CONSIGNES
**1)** Reproduisez le passage de l'entretien avec Hassan Aourid qui va de « Politologue, romancier, essayiste, auteur » à « sujet d’aujourd’hui ? », bornes incluses.
**2)** Traduisez en anglais cette phrase de l'entretien avec Hassan Aourid : « Nous l’avons rencontré dans son bureau à Rabat et lui avons demandé une évaluation des implications culturelles et politiques du conflit au Moyen-Orient et de la situation dans son pays. »

TEXTE DE LECTURE
La guerre à Gaza, l’évolution de l’islamisme, la situation au Maroc et la question linguistique au Maghreb. Une conversation avec Hassan Aourid

Dernière mise à jour: 02/07/2024 09:37:23

Politologue, romancier, essayiste, auteur d’ouvrages en français et en arabe, ainsi que haut fonctionnaire marocain pendant plus de vingt ans, Hassan Aourid est un intellectuel engagé dans le débat panarabe et un observateur qualifié des relations entre les deux rives de la Méditerranée. Nous l’avons rencontré dans son bureau à Rabat et lui avons demandé une évaluation des implications culturelles et politiques du conflit au Moyen-Orient et de la situation dans son pays.

 

Interview recueilli par Michele Brignone 

 

Vous êtes l’auteur d’un livre qui a été traduit en arabe avec le titre, Ufûl al-Gharb, le crépuscule de l’Occident. Il y a quelques années, on a vu la photo du Grand Imam d’al-Azhar lisant votre livre. Est-ce le sujet d’aujourd’hui ?

DONNÉES FOURNIES
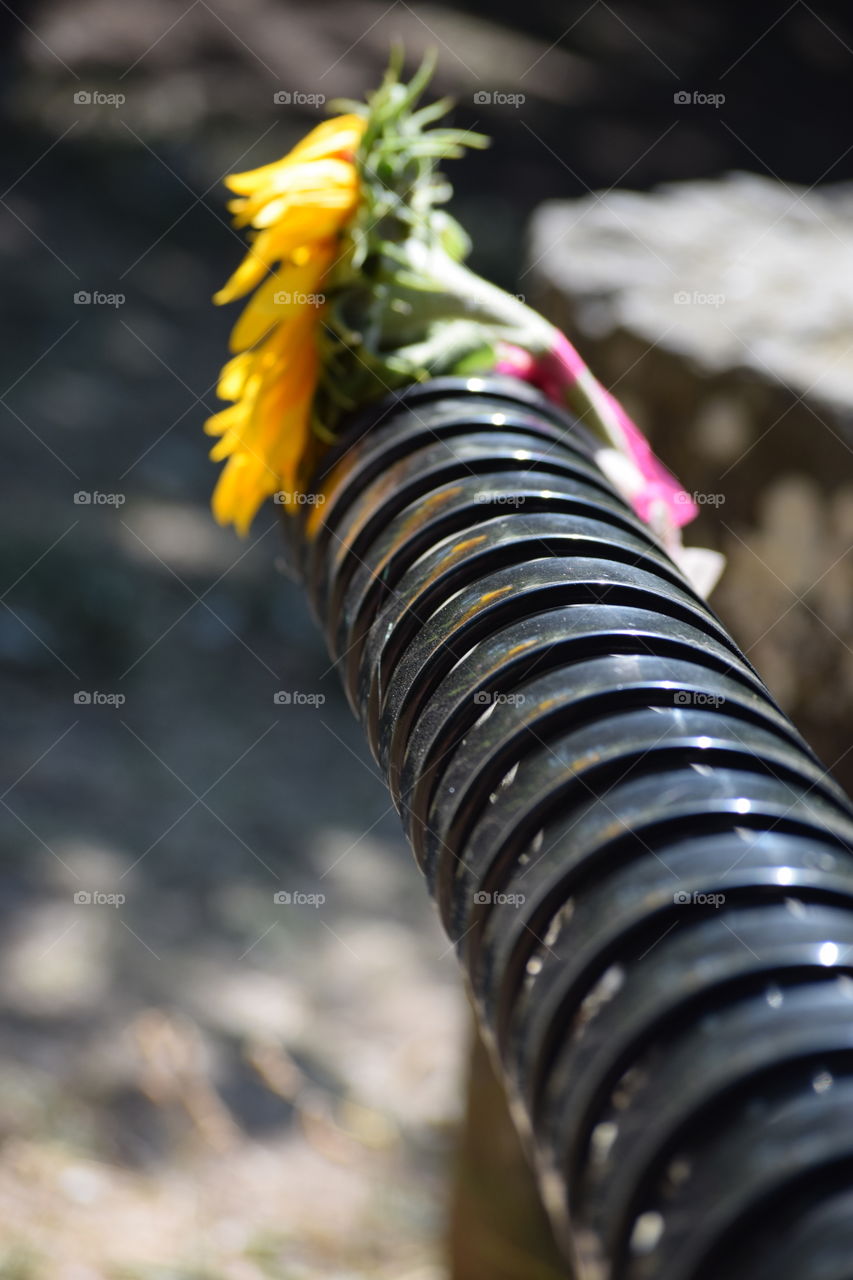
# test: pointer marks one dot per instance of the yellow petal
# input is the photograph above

RÉPONSES RÉDIGÉES
**1)**
Politologue, romancier, essayiste, auteur d’ouvrages en français et en arabe, ainsi que haut fonctionnaire marocain pendant plus de vingt ans, Hassan Aourid est un intellectuel engagé dans le débat panarabe et un observateur qualifié des relations entre les deux rives de la Méditerranée. Nous l’avons rencontré dans son bureau à Rabat et lui avons demandé une évaluation des implications culturelles et politiques du conflit au Moyen-Orient et de la situation dans son pays.

 

Interview recueilli par Michele Brignone 

 

Vous êtes l’auteur d’un livre qui a été traduit en arabe avec le titre, Ufûl al-Gharb, le crépuscule de l’Occident. Il y a quelques années, on a vu la photo du Grand Imam d’al-Azhar lisant votre livre. Est-ce le sujet d’aujourd’hui ?

**2)** We met him in his office in Rabat and asked him for an assessment of the cultural and political implications of the conflict in the Middle East and of the situation in his country.